(Excerpts of pointing data)

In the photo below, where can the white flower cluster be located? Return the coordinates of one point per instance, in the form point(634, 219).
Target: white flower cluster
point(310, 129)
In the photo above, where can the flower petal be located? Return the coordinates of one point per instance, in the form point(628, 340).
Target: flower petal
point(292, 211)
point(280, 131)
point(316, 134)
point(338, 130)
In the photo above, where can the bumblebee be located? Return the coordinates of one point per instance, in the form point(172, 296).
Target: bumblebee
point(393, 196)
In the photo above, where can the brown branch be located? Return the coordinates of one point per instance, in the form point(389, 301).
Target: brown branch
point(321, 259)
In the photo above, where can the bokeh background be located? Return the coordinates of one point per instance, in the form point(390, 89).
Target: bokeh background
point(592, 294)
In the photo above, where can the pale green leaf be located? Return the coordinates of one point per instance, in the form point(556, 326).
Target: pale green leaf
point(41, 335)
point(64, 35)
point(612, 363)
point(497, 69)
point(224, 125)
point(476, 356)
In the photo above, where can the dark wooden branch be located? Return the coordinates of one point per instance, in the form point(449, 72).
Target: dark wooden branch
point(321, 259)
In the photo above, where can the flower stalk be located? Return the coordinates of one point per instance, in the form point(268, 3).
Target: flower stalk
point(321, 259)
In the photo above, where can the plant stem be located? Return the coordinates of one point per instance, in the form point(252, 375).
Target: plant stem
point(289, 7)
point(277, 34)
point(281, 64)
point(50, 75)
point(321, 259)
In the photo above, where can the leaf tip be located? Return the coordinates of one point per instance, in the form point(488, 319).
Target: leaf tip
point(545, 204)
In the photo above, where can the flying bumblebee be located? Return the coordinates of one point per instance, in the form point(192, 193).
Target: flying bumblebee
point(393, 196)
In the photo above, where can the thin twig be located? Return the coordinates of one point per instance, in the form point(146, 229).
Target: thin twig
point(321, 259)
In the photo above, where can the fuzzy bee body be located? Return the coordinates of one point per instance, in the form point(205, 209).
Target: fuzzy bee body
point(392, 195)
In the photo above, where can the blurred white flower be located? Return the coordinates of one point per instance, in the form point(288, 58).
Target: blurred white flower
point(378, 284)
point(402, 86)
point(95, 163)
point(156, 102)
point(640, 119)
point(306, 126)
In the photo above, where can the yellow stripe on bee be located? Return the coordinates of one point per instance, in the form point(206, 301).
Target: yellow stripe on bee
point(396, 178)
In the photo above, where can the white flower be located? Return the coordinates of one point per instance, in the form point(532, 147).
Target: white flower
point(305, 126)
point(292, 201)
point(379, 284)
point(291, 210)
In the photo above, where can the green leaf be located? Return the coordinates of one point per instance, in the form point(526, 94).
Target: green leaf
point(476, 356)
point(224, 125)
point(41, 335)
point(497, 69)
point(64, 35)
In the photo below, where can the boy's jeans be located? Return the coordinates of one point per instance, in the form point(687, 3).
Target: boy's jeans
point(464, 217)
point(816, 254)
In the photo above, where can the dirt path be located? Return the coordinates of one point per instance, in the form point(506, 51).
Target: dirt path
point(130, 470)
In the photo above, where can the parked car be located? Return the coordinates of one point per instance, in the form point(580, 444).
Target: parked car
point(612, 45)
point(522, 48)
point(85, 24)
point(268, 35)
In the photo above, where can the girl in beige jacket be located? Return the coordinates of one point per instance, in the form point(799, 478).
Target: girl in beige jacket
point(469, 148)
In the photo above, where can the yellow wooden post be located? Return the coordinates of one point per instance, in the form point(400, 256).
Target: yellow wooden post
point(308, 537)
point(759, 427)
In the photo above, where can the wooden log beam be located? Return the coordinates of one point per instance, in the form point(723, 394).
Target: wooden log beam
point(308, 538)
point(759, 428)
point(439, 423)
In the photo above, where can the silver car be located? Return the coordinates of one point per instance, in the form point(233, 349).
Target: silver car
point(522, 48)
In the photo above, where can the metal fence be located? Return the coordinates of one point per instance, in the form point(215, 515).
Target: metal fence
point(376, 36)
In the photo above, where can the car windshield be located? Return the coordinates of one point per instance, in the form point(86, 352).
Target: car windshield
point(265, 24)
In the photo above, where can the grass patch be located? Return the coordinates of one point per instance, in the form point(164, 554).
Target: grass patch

### Objective
Copy out every one of the lines above word for word, with nothing left out or changed.

### Full response
In the photo below, where can the white flower cluster be located? Return the coordinates of one point per instance, in the form point(634, 219).
Target: white flower cluster
point(310, 129)
In the photo above, where can the flower petal be located? Return the coordinates of one point per instance, in the form point(628, 340).
Target: flower petal
point(292, 211)
point(280, 131)
point(316, 134)
point(338, 130)
In the photo above, where can the bumblebee be located? Return the coordinates of one point per instance, in the form point(172, 296).
Target: bumblebee
point(393, 196)
In the photo above, where can the brown branch be located? Return the coordinates of one point per instance, in the form point(389, 301).
Target: brown branch
point(321, 259)
In the photo above, where can the bokeh background be located? Return the coordinates of one point per instance, in the form point(390, 89).
Target: bokeh background
point(592, 294)
In the photo above, where can the pale green leaf be located? Return the coordinates of one point per instance, in the form point(556, 326).
Target: pale green leaf
point(41, 335)
point(64, 35)
point(612, 363)
point(497, 69)
point(224, 125)
point(476, 356)
In the photo above, where can the dark wooden branch be located? Return the coordinates of one point per instance, in the form point(449, 72).
Target: dark wooden branch
point(321, 259)
In the photo above, where can the flower stalk be located? Return the coordinates of one point per instance, in the form point(268, 3).
Target: flower stalk
point(321, 259)
In the photo above, where can the plant stem be located? Return the coordinates of one point per instance, in the form point(252, 375).
Target: plant stem
point(289, 7)
point(277, 34)
point(281, 64)
point(50, 75)
point(321, 259)
In the photo above, where can the leaf tip be located? Return the coordinates of one point per instance, in the form point(488, 319).
Target: leaf tip
point(545, 204)
In the photo above, where can the flying bumblebee be located? Return the coordinates of one point per instance, in the form point(192, 193).
Target: flying bumblebee
point(393, 196)
In the photo above, where can the thin twig be located? Return the coordinates of one point per instance, in the form point(146, 229).
Target: thin twig
point(321, 259)
In the photo above, where can the fuzzy bee body be located? Return the coordinates of one point per instance, in the form point(205, 209).
Target: fuzzy bee body
point(392, 195)
In the photo above, where can the blurred white flower be located? Return the coordinates of one point per instance, in the form point(288, 58).
Target: blurred white flower
point(378, 284)
point(402, 86)
point(95, 163)
point(156, 102)
point(640, 119)
point(306, 126)
In the photo above, where can the yellow stripe on bee be located? Return the coordinates of one point per instance, in the form point(206, 301).
Target: yellow stripe on bee
point(396, 178)
In the photo above, where can the white flower be located? Return the coordinates of one point per instance, in the form point(532, 147).
Target: white flower
point(305, 126)
point(292, 201)
point(379, 284)
point(291, 210)
In the photo above, where can the green leaf be located? Return the coordinates of one point per instance, in the form point(526, 94).
Target: green leaf
point(476, 356)
point(224, 125)
point(41, 335)
point(497, 69)
point(64, 35)
In the photo below, where can the boy's jeans be located? Return the coordinates of one point per instance, in the form point(687, 3).
Target: boy's jeans
point(464, 217)
point(816, 254)
In the photo above, where can the dirt path be located? Return the coordinates of one point per instance, in the form point(506, 51).
Target: dirt path
point(130, 470)
In the photo above, where can the parked car be located? Return the coordinates of one point per instance, in the form point(580, 444).
Target: parked car
point(612, 45)
point(522, 48)
point(85, 24)
point(268, 35)
In the photo above, where can the girl in beige jacket be located? Return the coordinates of one point per instance, in the form point(799, 478).
Target: girl in beige jacket
point(469, 148)
In the photo above, where can the yellow wooden post be located? Return the coordinates of one point per instance, in the form point(400, 256).
Target: yellow wooden post
point(308, 537)
point(759, 427)
In the photo above, where can the wooden log beam be located? Return the coordinates of one point per instance, in the form point(723, 394).
Target: wooden log beam
point(308, 538)
point(759, 428)
point(439, 423)
In the photo above, where can the silver car be located? Return the coordinates of one point per instance, in the form point(233, 349).
Target: silver car
point(522, 48)
In the photo above, where can the metal fence be located? Return the coordinates of one point per instance, in the form point(215, 515).
Target: metal fence
point(376, 36)
In the photo above, where can the car windshield be located? Return the coordinates of one point per instance, in the form point(86, 352).
Target: car windshield
point(265, 24)
In the photo above, where can the grass patch be located? Return the coordinates of one point per instance, in the form point(164, 554).
Target: grass patch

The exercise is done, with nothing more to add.